_Try it_. Give the data below again, word for word.

[Point localization data]
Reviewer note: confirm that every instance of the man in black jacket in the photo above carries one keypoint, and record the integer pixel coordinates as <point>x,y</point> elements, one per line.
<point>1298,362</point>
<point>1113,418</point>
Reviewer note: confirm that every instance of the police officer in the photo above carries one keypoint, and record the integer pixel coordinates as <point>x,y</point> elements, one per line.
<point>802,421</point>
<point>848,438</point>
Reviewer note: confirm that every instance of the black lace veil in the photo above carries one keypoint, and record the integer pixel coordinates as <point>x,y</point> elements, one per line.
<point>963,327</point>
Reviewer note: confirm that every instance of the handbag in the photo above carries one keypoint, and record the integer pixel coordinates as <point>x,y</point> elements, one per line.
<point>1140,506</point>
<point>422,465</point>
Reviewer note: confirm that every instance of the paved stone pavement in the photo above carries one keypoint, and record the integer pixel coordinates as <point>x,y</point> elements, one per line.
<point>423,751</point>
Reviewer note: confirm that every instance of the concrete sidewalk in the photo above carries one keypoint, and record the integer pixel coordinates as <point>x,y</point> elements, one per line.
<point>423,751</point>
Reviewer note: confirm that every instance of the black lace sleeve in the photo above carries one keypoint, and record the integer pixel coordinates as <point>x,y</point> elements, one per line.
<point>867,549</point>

_Solved exercise_.
Reviewer note: confirm that every instance of the man in black jacket in the photo above carries one keypoint, and record the integer pixel coordinates as <point>x,y</point> elements, one per line.
<point>1298,362</point>
<point>1113,418</point>
Reviewer note: confirm that every instance of the police officer in the photo above carries one keypoint, and record the integer pixel coordinates as <point>x,y</point> elements, one per line.
<point>802,421</point>
<point>848,438</point>
Reviewer note: confirm that every instance of the black lace veil in the photo above carries one keypoint, and record the integer pixel coordinates as <point>x,y</point> elements, one per line.
<point>963,327</point>
Reviewer note: confirm that every instance of the handbag in the photo above carries one keypoint, and record the integer pixel coordinates as <point>x,y</point> elements, one per line.
<point>1140,506</point>
<point>422,465</point>
Reviewer note: confirm that every instance of the paved stone pavement in the photo above carries one keypoint, and record the integer pixel coordinates as <point>x,y</point> elements, one per line.
<point>423,751</point>
Reviewer note: confirm that every instance of the concrete sidewalk in the photo above carries one keypoint, and record the integer pixel coordinates as <point>x,y</point> elements, one per line.
<point>423,751</point>
Reviewer note: confirm that every instance of the black lace sleeve in the photo above carries one keypoint, and record the integer pixel coordinates as <point>x,y</point> elements, one per line.
<point>867,549</point>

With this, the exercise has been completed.